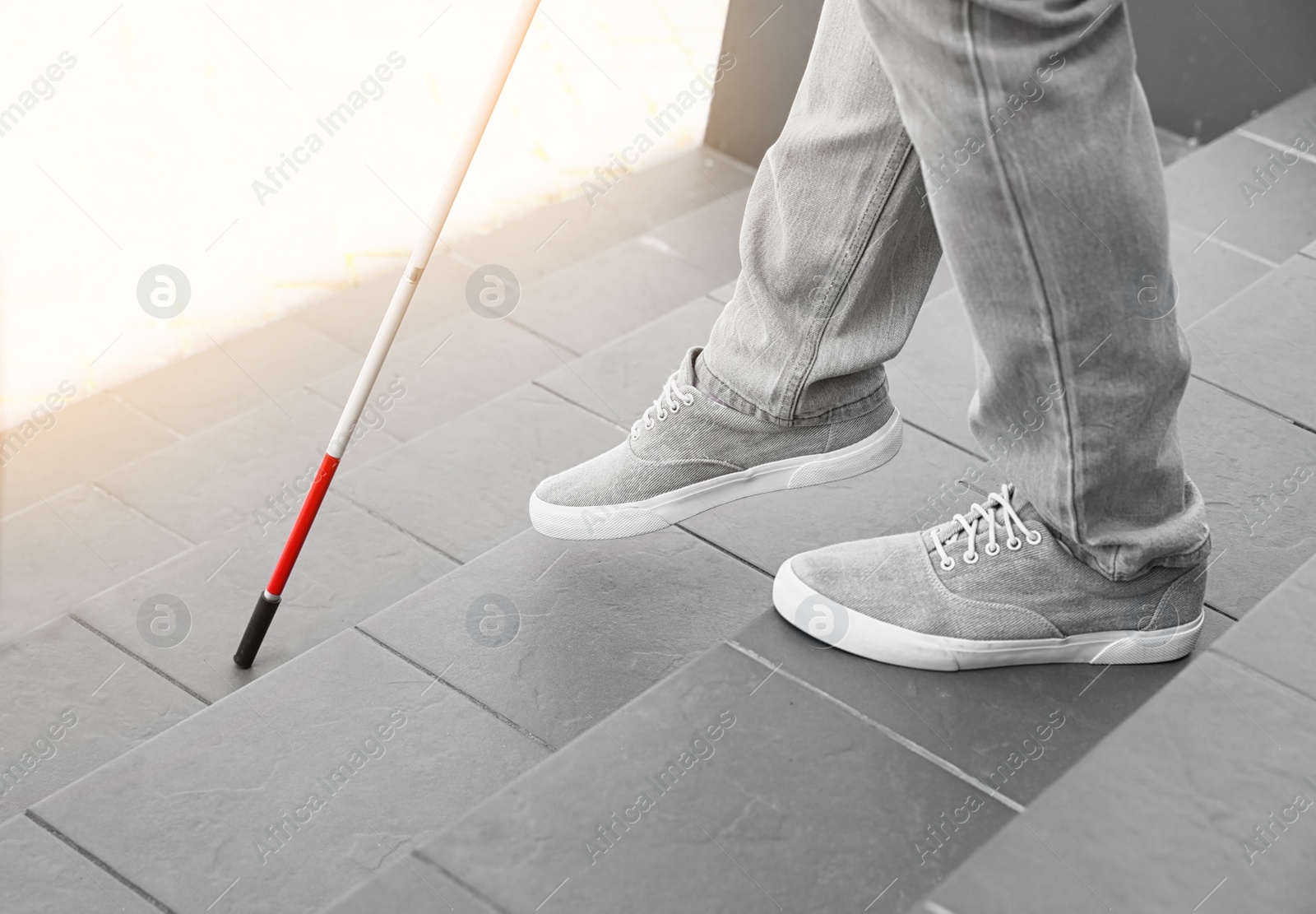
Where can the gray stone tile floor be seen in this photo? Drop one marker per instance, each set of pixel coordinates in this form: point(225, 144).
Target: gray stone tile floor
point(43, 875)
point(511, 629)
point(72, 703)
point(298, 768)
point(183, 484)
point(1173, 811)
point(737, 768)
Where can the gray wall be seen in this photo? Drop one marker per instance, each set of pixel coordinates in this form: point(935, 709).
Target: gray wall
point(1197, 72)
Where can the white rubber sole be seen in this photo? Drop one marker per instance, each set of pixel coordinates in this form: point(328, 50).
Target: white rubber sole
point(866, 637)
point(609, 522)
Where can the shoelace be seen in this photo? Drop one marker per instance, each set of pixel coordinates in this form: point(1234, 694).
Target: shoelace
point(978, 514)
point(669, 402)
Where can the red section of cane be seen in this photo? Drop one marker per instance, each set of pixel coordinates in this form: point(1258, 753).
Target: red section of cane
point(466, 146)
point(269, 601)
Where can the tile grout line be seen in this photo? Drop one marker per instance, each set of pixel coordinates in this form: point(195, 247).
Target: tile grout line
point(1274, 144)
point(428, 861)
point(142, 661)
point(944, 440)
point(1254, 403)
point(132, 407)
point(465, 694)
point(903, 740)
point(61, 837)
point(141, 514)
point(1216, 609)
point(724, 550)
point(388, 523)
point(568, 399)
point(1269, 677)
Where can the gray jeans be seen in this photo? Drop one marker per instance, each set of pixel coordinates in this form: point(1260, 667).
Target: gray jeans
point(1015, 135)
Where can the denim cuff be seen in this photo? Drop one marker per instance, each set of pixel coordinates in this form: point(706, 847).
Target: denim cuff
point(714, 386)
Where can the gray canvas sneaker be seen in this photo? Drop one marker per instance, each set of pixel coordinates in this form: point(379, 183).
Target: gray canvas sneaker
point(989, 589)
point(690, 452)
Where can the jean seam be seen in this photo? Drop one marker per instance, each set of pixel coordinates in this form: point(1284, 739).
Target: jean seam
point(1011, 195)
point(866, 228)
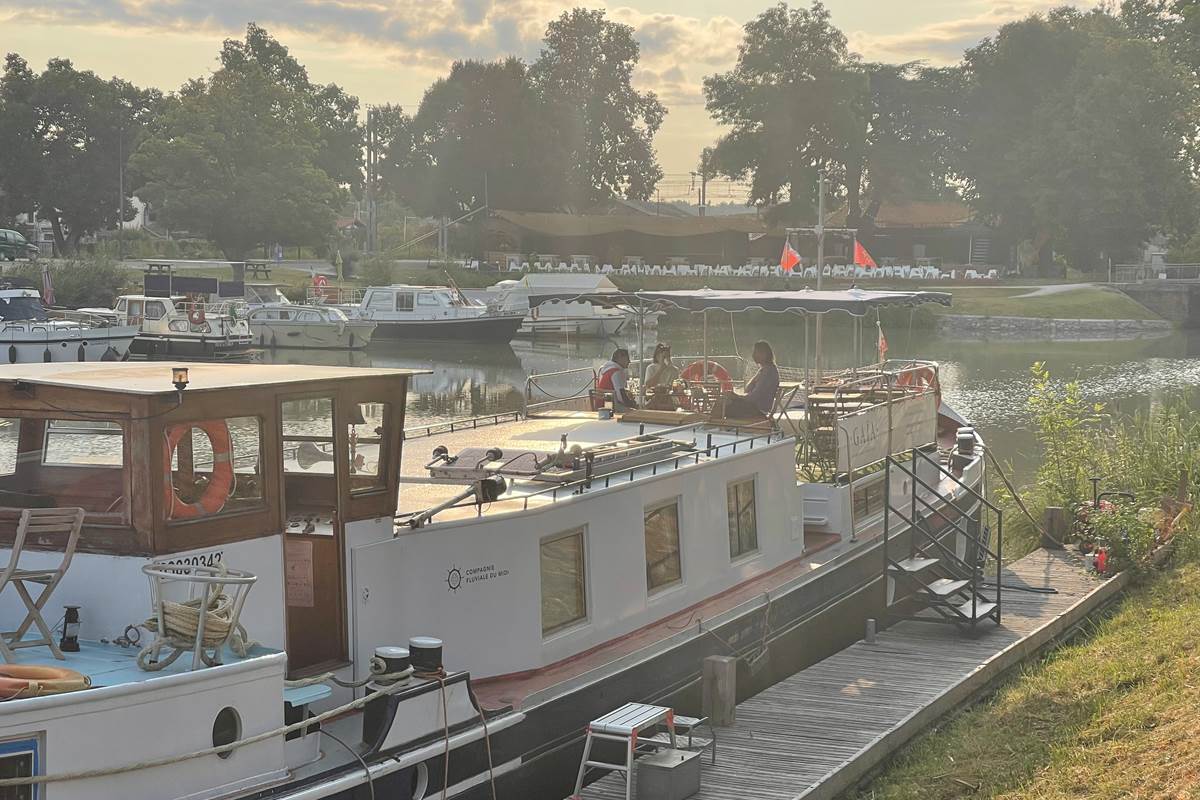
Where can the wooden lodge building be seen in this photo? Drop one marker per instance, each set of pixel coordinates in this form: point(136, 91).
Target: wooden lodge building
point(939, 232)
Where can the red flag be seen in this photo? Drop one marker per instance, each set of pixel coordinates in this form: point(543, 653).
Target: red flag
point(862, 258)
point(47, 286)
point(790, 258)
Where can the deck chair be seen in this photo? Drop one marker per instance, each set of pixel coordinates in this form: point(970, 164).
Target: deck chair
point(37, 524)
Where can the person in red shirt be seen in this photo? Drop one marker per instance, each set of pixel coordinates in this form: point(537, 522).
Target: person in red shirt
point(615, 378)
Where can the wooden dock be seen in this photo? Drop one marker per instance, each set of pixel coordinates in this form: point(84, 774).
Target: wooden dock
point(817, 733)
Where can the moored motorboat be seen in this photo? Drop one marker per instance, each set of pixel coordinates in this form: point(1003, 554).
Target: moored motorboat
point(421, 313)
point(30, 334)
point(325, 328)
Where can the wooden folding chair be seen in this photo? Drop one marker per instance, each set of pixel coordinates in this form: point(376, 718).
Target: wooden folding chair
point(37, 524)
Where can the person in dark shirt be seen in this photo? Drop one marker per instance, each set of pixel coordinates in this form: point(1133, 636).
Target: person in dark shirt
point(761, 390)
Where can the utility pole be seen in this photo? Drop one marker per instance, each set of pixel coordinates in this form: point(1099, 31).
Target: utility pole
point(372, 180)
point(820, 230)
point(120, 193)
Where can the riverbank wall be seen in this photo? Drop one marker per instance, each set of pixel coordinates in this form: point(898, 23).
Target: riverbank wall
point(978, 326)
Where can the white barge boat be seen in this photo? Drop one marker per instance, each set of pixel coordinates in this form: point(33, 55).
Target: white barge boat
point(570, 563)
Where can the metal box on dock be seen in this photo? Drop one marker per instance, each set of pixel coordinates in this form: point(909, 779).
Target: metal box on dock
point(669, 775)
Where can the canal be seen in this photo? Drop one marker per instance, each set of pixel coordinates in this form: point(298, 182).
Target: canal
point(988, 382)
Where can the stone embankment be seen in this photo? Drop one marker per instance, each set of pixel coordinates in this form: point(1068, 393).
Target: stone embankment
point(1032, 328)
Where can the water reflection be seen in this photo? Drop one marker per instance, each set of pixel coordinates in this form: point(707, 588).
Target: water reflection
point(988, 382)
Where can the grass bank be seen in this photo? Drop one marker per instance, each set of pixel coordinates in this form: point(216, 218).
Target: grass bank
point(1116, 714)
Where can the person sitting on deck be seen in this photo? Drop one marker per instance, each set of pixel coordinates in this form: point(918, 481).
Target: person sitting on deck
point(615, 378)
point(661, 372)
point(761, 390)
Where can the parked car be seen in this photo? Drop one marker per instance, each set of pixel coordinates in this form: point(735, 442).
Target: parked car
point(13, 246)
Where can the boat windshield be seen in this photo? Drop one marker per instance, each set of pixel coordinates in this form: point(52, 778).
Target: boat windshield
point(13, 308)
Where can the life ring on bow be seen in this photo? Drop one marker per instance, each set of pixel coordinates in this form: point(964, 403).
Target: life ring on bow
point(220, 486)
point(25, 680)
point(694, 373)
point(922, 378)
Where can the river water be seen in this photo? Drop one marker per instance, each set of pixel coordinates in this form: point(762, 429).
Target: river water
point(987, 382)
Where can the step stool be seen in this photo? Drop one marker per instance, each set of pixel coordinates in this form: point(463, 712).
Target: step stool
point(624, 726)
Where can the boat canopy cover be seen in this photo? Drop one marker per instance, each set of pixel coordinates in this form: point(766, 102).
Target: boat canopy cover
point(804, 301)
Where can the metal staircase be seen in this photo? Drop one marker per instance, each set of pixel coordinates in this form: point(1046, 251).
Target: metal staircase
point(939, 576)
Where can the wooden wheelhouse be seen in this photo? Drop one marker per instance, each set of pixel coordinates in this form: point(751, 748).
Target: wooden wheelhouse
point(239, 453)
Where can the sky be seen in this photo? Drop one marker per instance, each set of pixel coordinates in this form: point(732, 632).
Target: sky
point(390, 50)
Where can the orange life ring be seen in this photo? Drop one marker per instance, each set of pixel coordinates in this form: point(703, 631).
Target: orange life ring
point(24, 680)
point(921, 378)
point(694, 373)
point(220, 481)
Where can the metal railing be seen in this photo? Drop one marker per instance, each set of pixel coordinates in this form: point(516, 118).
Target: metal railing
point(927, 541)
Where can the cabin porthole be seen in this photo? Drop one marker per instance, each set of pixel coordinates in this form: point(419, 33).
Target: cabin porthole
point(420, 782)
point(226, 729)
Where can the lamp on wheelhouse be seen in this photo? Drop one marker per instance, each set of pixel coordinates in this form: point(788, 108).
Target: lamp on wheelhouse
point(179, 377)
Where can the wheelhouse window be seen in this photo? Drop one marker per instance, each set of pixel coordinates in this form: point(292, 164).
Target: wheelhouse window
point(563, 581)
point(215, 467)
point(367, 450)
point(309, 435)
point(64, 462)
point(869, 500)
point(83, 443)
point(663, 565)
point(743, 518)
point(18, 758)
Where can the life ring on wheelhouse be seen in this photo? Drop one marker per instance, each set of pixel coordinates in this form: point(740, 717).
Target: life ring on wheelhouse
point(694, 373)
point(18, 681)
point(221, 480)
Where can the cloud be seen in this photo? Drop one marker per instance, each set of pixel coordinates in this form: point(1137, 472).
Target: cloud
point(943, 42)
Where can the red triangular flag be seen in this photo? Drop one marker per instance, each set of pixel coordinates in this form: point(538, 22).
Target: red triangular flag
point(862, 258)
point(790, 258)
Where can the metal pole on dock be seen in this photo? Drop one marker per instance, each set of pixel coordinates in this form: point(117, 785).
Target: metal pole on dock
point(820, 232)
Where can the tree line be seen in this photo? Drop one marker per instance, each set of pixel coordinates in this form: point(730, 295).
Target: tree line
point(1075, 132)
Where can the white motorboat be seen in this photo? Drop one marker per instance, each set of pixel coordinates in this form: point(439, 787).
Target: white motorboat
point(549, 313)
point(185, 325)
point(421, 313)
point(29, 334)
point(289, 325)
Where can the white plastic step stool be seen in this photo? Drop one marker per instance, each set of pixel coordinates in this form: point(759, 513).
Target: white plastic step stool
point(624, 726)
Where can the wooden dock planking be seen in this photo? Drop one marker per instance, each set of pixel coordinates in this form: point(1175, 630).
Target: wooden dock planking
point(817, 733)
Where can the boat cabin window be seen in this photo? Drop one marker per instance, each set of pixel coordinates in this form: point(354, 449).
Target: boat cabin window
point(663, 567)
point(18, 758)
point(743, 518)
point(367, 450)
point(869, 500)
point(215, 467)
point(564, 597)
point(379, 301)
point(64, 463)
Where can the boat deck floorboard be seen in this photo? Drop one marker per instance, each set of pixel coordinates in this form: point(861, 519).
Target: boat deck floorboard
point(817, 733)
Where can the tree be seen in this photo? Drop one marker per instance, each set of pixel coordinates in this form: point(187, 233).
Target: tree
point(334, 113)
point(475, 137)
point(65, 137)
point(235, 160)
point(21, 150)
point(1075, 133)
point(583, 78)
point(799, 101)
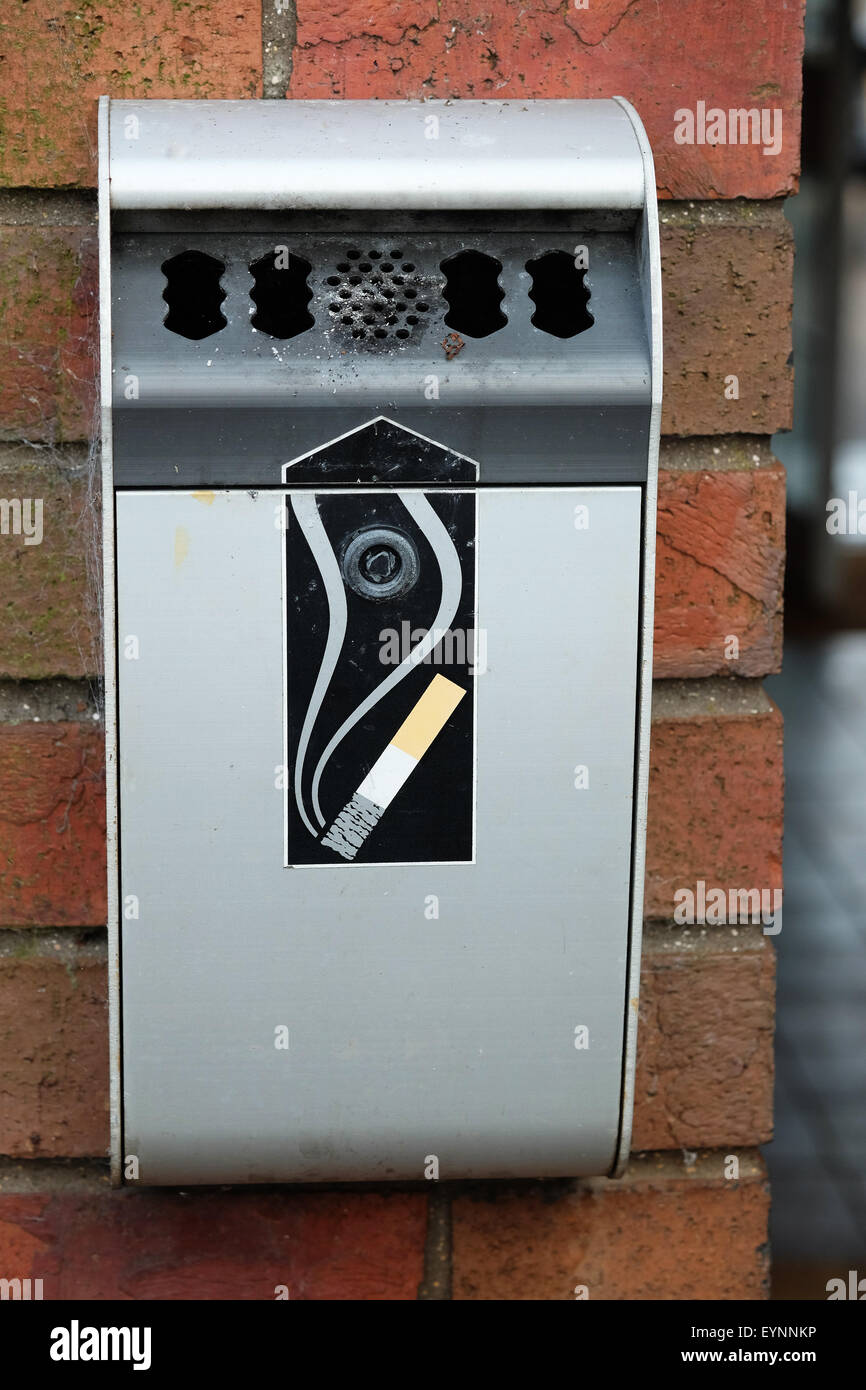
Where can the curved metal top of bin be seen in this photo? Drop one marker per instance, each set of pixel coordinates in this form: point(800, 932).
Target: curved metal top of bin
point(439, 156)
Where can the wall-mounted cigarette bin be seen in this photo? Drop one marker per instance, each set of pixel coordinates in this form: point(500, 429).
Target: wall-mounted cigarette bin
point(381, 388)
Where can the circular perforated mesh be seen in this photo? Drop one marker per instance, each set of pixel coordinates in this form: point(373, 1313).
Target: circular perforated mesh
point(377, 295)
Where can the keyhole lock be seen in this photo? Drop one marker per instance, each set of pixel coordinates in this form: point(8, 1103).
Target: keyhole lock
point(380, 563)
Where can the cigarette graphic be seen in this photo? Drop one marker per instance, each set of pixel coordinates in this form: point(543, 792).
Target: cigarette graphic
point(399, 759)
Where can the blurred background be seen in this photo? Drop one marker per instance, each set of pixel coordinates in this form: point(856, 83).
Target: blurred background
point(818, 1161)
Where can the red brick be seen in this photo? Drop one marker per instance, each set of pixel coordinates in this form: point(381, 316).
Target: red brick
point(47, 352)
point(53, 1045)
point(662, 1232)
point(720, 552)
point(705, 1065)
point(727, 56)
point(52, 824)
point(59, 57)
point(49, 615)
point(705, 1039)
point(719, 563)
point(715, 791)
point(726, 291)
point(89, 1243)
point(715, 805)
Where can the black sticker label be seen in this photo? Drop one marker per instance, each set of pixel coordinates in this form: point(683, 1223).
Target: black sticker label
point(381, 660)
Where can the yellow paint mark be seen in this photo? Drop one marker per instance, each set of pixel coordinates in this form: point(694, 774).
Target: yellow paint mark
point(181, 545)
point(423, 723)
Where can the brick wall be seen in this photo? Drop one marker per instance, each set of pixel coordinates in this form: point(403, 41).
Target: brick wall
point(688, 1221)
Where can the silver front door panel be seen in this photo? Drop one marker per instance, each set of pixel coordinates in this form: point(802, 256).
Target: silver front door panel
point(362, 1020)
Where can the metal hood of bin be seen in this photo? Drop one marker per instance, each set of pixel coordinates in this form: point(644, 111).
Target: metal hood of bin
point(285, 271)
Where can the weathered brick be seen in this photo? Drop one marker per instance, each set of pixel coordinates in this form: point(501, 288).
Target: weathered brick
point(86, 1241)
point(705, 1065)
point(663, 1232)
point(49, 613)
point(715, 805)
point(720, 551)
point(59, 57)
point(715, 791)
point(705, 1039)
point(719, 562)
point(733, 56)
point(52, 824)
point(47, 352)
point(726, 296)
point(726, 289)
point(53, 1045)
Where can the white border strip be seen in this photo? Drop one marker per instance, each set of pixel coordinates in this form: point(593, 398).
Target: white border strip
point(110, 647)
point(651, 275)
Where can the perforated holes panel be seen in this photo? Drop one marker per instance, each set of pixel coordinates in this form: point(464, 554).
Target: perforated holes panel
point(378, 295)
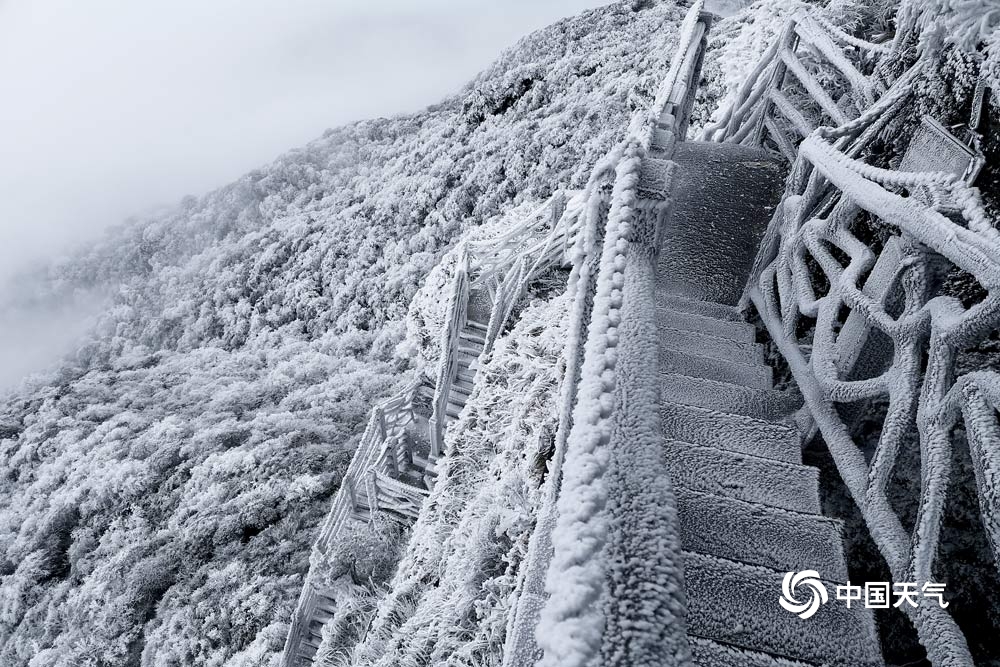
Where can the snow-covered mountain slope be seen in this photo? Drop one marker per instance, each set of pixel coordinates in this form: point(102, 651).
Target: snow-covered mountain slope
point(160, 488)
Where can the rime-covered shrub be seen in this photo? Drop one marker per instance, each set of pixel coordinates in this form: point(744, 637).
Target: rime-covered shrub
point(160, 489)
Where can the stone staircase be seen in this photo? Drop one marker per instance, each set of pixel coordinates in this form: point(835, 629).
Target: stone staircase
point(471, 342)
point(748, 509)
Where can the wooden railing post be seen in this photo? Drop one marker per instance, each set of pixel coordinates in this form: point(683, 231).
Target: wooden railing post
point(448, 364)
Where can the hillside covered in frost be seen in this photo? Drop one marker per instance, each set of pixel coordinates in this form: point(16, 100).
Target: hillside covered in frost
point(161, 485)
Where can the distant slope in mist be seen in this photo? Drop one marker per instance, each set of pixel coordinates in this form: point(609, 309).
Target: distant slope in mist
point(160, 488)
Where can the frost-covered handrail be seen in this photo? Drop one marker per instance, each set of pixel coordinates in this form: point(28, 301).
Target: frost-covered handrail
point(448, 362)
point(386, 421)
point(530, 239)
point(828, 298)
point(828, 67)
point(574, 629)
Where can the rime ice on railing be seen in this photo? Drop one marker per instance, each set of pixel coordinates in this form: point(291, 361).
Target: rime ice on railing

§

Directions.
Copy out, unchanged and line for line, the part of the entries that opens with the line containing "Where can the white rubber" and closes with the line containing "point(269, 601)", both of those lines included.

Written solution.
Where can the white rubber sole be seen in this photo? Drop one marker per instance, each set of pixel coordinates in this form: point(328, 50).
Target: white rubber sole
point(866, 637)
point(609, 522)
Where can the shoelace be seen in this photo? Drop one marker per instance, each set of pixel coordinates in this form: point(1234, 694).
Target: shoelace
point(978, 514)
point(669, 402)
Where can the red section of cane be seen in this photo? Drop one marker per instance, each set of pixel coordinates in this form: point(1258, 753).
Target: red section of cane
point(466, 146)
point(269, 601)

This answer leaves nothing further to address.